REQUIRED WORK
Convert every line of the listing below into a JSON array of strings, one string per line, omitting blank lines. Leave the picture out of the array.

+===+

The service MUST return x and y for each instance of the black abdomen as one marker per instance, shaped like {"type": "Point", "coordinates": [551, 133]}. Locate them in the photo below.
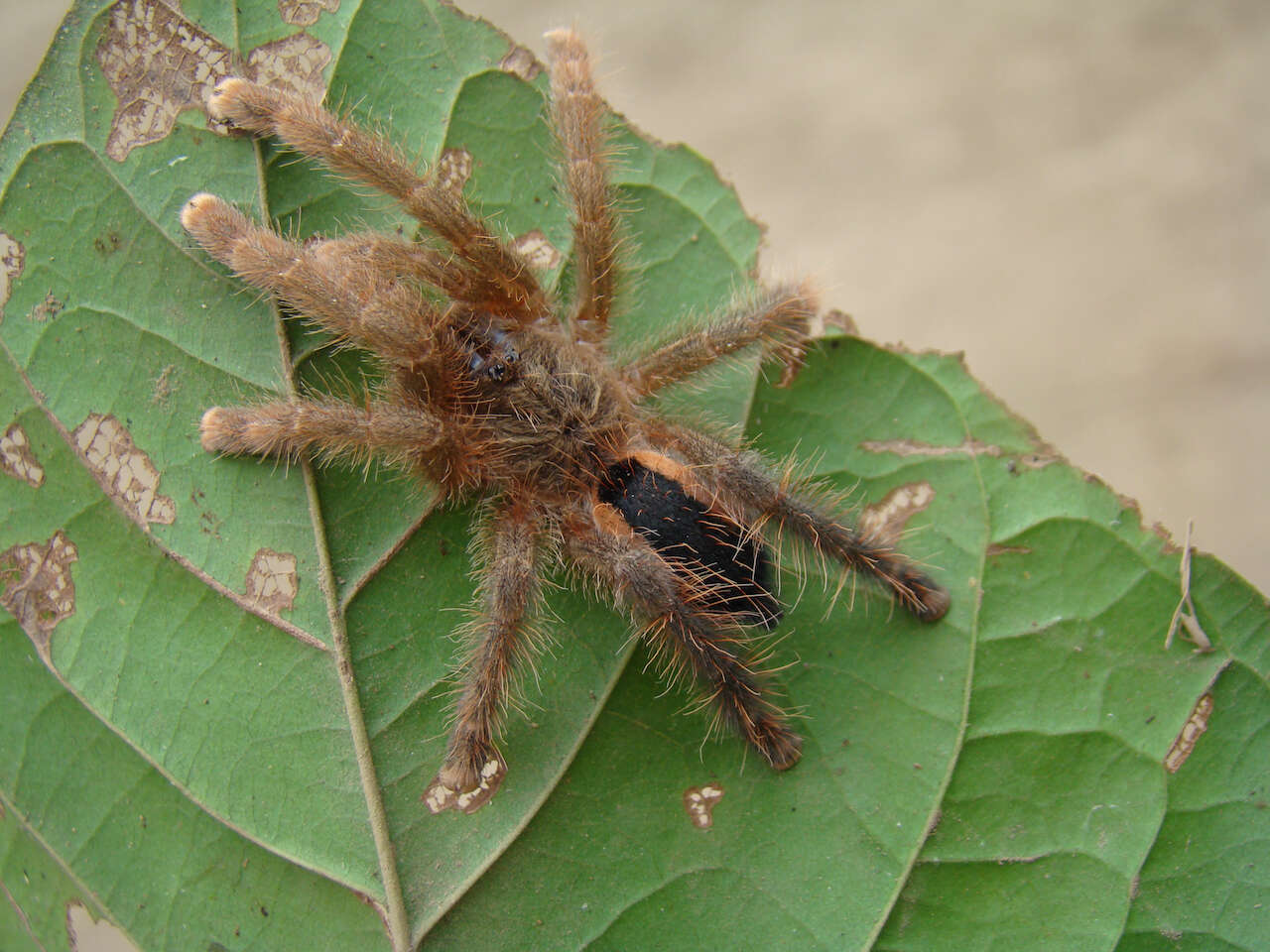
{"type": "Point", "coordinates": [734, 570]}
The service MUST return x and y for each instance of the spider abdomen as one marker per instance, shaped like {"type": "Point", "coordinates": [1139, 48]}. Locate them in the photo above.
{"type": "Point", "coordinates": [728, 571]}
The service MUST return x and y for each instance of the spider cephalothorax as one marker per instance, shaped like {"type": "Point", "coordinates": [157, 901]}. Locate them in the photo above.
{"type": "Point", "coordinates": [502, 393]}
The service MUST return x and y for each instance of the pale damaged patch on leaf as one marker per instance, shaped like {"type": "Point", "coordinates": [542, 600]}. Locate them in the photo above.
{"type": "Point", "coordinates": [453, 168]}
{"type": "Point", "coordinates": [37, 587]}
{"type": "Point", "coordinates": [125, 472]}
{"type": "Point", "coordinates": [305, 13]}
{"type": "Point", "coordinates": [294, 63]}
{"type": "Point", "coordinates": [158, 63]}
{"type": "Point", "coordinates": [912, 447]}
{"type": "Point", "coordinates": [272, 581]}
{"type": "Point", "coordinates": [1185, 743]}
{"type": "Point", "coordinates": [439, 797]}
{"type": "Point", "coordinates": [520, 61]}
{"type": "Point", "coordinates": [885, 521]}
{"type": "Point", "coordinates": [698, 803]}
{"type": "Point", "coordinates": [164, 385]}
{"type": "Point", "coordinates": [13, 258]}
{"type": "Point", "coordinates": [87, 934]}
{"type": "Point", "coordinates": [17, 458]}
{"type": "Point", "coordinates": [535, 249]}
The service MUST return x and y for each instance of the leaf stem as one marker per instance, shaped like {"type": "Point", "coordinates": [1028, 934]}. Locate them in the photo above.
{"type": "Point", "coordinates": [395, 910]}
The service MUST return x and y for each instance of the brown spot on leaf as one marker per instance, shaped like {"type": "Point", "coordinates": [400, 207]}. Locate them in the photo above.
{"type": "Point", "coordinates": [293, 63]}
{"type": "Point", "coordinates": [87, 934]}
{"type": "Point", "coordinates": [107, 244]}
{"type": "Point", "coordinates": [158, 63]}
{"type": "Point", "coordinates": [305, 13]}
{"type": "Point", "coordinates": [698, 803]}
{"type": "Point", "coordinates": [45, 309]}
{"type": "Point", "coordinates": [885, 521]}
{"type": "Point", "coordinates": [520, 61]}
{"type": "Point", "coordinates": [272, 581]}
{"type": "Point", "coordinates": [439, 797]}
{"type": "Point", "coordinates": [535, 249]}
{"type": "Point", "coordinates": [912, 447]}
{"type": "Point", "coordinates": [37, 587]}
{"type": "Point", "coordinates": [453, 169]}
{"type": "Point", "coordinates": [13, 257]}
{"type": "Point", "coordinates": [17, 460]}
{"type": "Point", "coordinates": [1185, 742]}
{"type": "Point", "coordinates": [125, 472]}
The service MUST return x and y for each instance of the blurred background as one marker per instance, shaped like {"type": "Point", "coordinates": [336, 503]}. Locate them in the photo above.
{"type": "Point", "coordinates": [1074, 193]}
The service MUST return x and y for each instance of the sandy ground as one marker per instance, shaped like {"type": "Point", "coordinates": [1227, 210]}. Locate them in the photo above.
{"type": "Point", "coordinates": [1074, 193]}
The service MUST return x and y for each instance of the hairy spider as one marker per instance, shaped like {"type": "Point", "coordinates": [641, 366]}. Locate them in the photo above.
{"type": "Point", "coordinates": [503, 393]}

+===+

RESPONSE TO THE TASK
[
  "The service MUST return x and y for each instance of the black abdomen as one marker per instance, shaped like {\"type\": \"Point\", \"coordinates\": [551, 133]}. Locate them in the photo below.",
  "{\"type\": \"Point\", \"coordinates\": [734, 570]}",
  "The service MUST return x and y for each instance of the spider abdomen as one marker per instance, shaped like {\"type\": \"Point\", \"coordinates\": [1139, 48]}. Locate them in the photo above.",
  "{\"type\": \"Point\", \"coordinates\": [728, 571]}",
  "The service MUST return x and y for each instance of the spider cephalothorax as one marker per instance, shaped like {\"type\": \"Point\", \"coordinates\": [157, 901]}. Locate them in the photo above.",
  "{\"type\": \"Point\", \"coordinates\": [502, 393]}",
  "The service MUST return x and y for each instance of the pale damaged patch on leaf as one marker per instance, shaped like {\"type\": \"Point\", \"coordinates\": [542, 600]}. Locate them in the photo above.",
  "{\"type\": \"Point\", \"coordinates\": [453, 168]}",
  "{\"type\": \"Point\", \"coordinates\": [37, 587]}",
  "{\"type\": \"Point\", \"coordinates\": [125, 472]}",
  "{\"type\": \"Point\", \"coordinates\": [305, 13]}",
  "{\"type\": \"Point\", \"coordinates\": [294, 63]}",
  "{\"type\": \"Point\", \"coordinates\": [158, 63]}",
  "{\"type\": \"Point\", \"coordinates\": [912, 447]}",
  "{\"type\": \"Point\", \"coordinates\": [272, 581]}",
  "{\"type\": \"Point\", \"coordinates\": [1185, 743]}",
  "{\"type\": \"Point\", \"coordinates\": [439, 797]}",
  "{\"type\": \"Point\", \"coordinates\": [520, 61]}",
  "{\"type\": \"Point\", \"coordinates\": [885, 521]}",
  "{\"type\": \"Point\", \"coordinates\": [698, 803]}",
  "{\"type\": \"Point\", \"coordinates\": [164, 385]}",
  "{\"type\": \"Point\", \"coordinates\": [13, 258]}",
  "{\"type\": \"Point\", \"coordinates\": [87, 934]}",
  "{\"type\": \"Point\", \"coordinates\": [17, 458]}",
  "{\"type\": \"Point\", \"coordinates\": [535, 249]}",
  "The service MUST return x and y for each instance of the leaf stem as one marker per instance, shaped like {\"type\": \"Point\", \"coordinates\": [1028, 934]}. Locate them in the photo above.",
  "{\"type\": \"Point\", \"coordinates\": [395, 910]}",
  "The service MUST return x and y for each instance of the brown spot on leaf as one marker per instance, shaped like {\"type\": \"Point\", \"coordinates\": [400, 207]}. Locate them in the photo above.",
  "{\"type\": \"Point\", \"coordinates\": [293, 63]}",
  "{\"type\": \"Point\", \"coordinates\": [87, 934]}",
  "{\"type\": \"Point\", \"coordinates\": [107, 244]}",
  "{\"type\": \"Point\", \"coordinates\": [158, 63]}",
  "{\"type\": \"Point\", \"coordinates\": [305, 13]}",
  "{\"type\": \"Point\", \"coordinates\": [698, 803]}",
  "{\"type\": \"Point\", \"coordinates\": [45, 309]}",
  "{\"type\": \"Point\", \"coordinates\": [885, 521]}",
  "{\"type\": \"Point\", \"coordinates\": [520, 61]}",
  "{\"type\": \"Point\", \"coordinates\": [272, 581]}",
  "{\"type\": \"Point\", \"coordinates\": [439, 797]}",
  "{\"type\": \"Point\", \"coordinates\": [535, 249]}",
  "{\"type\": \"Point\", \"coordinates\": [912, 447]}",
  "{\"type\": \"Point\", \"coordinates\": [37, 587]}",
  "{\"type\": \"Point\", \"coordinates\": [453, 169]}",
  "{\"type\": \"Point\", \"coordinates\": [13, 257]}",
  "{\"type\": \"Point\", \"coordinates\": [17, 460]}",
  "{\"type\": \"Point\", \"coordinates\": [1185, 742]}",
  "{\"type\": \"Point\", \"coordinates\": [125, 472]}",
  "The service MUST return x and y for each instance of the blurred background as one marker per instance, shaped like {\"type\": \"Point\", \"coordinates\": [336, 503]}. Locate them in the photo above.",
  "{\"type\": \"Point\", \"coordinates\": [1074, 193]}",
  "The service MUST return x and y for each instance of the sandy ground as one marker per instance, shaped like {\"type\": \"Point\", \"coordinates\": [1227, 210]}. Locate them in the photo above.",
  "{\"type\": \"Point\", \"coordinates\": [1074, 193]}",
  "The service MUST return x and y for each instance of the hairy spider as one marker per instance, shaped like {\"type\": \"Point\", \"coordinates\": [641, 366]}. Locate them in the photo above.",
  "{\"type\": \"Point\", \"coordinates\": [503, 393]}"
]